St Luke's Church is in the village of Goostrey, Cheshire, England.  It is recorded in the National Heritage List for England as a designated Grade II* listed building.  It is an active Anglican parish church in the diocese of Chester, the archdeaconry of Macclesfield and the deanery of Congleton.  Its benefice is combined with that of St Peter, Swettenham.

History
The parish of Goostrey is first mentioned in the Domesday Book and a church or chapel was present by 1244.  By 1617 a timber-framed chapel was present on the site which consisted of a nave and a chancel with a south aisle belonging to the Booths of Twemlow.  In 1667 another south aisle was constructed for Edmund Jodrell and this was enlarged in 1711.  In 1792 this chapel was demolished and the present church built between 1792 and 1796.

Parish of Goostrey
The ecclesiastical parish of Goostrey includes not only the civil parish of that name, but also that of Twemlow, named after the burial mounds or 'lows' found in this part of Cheshire, indicating that people lived here over four thousand years ago.  The first documented mention of Goostrey is in the Domesday Book (1086), when most of the parish was held by William Fitz Nigel, Baron of Halton, and by Hugh de Mara, another follower of the Earl of Chester. They gave much land in Goostrey to endow the new abbey of Saint Werburgh in Chester, and later land in the parish was given to help endow the Vale Royal Abbey, near Northwich.
☆ ☆ ☆ ☆ ☆ ☆ ☆
# PARTS OF THE EXERCISE
• a. Using the St Luke's Church text, say whether each statement agrees with it. Answer yes or no for each, and quote the deciding words exactly. (i) The present church was built between 1792 and 1796. (ii) The south aisle built in 1667 was for the Booths of Twemlow. (iii) Twemlow takes its name from burial mounds.
• b. Carry on the text about St Luke's Church in Goostrey, starting after its final sentence.

# DATA ROWS
☆ ☆ ☆ ☆ ☆ ☆ ☆
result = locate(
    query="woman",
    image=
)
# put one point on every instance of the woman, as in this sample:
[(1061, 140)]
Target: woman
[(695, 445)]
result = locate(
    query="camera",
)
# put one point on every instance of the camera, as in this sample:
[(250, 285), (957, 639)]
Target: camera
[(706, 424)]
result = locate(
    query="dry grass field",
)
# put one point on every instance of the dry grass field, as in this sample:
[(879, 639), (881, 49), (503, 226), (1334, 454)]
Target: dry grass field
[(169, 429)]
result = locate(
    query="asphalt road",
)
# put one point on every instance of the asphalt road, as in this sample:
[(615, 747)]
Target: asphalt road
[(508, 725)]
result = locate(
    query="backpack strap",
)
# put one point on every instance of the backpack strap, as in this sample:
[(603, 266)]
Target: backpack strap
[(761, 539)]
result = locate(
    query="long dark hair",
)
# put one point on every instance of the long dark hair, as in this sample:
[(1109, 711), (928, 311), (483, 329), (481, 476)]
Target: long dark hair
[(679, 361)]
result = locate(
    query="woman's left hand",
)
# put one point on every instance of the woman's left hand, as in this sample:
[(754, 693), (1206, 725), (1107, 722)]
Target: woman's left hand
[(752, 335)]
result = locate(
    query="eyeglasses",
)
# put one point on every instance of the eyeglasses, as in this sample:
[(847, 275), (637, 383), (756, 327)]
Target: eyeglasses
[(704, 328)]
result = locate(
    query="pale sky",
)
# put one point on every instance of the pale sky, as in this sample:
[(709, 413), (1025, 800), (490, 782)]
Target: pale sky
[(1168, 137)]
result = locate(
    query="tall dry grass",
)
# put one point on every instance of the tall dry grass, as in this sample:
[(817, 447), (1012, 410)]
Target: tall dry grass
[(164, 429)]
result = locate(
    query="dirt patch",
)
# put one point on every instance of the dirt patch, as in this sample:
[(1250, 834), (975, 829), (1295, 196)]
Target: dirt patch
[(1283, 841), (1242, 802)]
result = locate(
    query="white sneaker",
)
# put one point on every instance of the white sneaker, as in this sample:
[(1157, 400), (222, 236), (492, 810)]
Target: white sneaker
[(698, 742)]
☆ ☆ ☆ ☆ ☆ ☆ ☆
# OUTPUTS
• a.
(i) Yes: "the present church built between 1792 and 1796"
(ii) No: "In 1667 another south aisle was constructed for Edmund Jodrell"
(iii) Yes: "named after the burial mounds or 'lows' found in this part of Cheshire"

• b.
The medieval history of the parish is recorded in grants and agreements which regulated the relations between the abbey at Chester and their local tenants. Occasionally these documents give an insight into the personal lives of the period.  For example, in 1286 Honde Merlun broke into the church at Goostrey and took away all the ornaments; or when five brothers of William Eaton of Blackden were slain together and buried in the chapelyard in 1385.

St Luke's Church
St Luke's Church, a Church of England church, was built before 1220, but it was not until 1350 that the mother church of Sandbach allowed burials here. The parishioners of Goostrey frequently found the way to Sandbach impassable because of floods and must have rejoiced when the five mile (8 km) journey across the Rivers Dane and Croco was no longer necessary. The old church was timber framed, as Marton still is today, but all that remains from the Middle Ages of that church is the 15th-century font.

Three of the bells rang in the old building; the oldest was cast in 1606, the next recast in 1705, when the work cost £5, and the third a little later. Of the other three, two were given in 1869 by Anna Maria Toler in memory of Mrs Thomas Hilditch, and the third is modern, dated 1912. The present ring consists of six bells, two of which were cast in 1869 at the Whitechapel Bell Foundry by Mears & Stainbank, and the rest are by James Barwell, dated 1913.  The organ was built in 1876 by Wadsworth.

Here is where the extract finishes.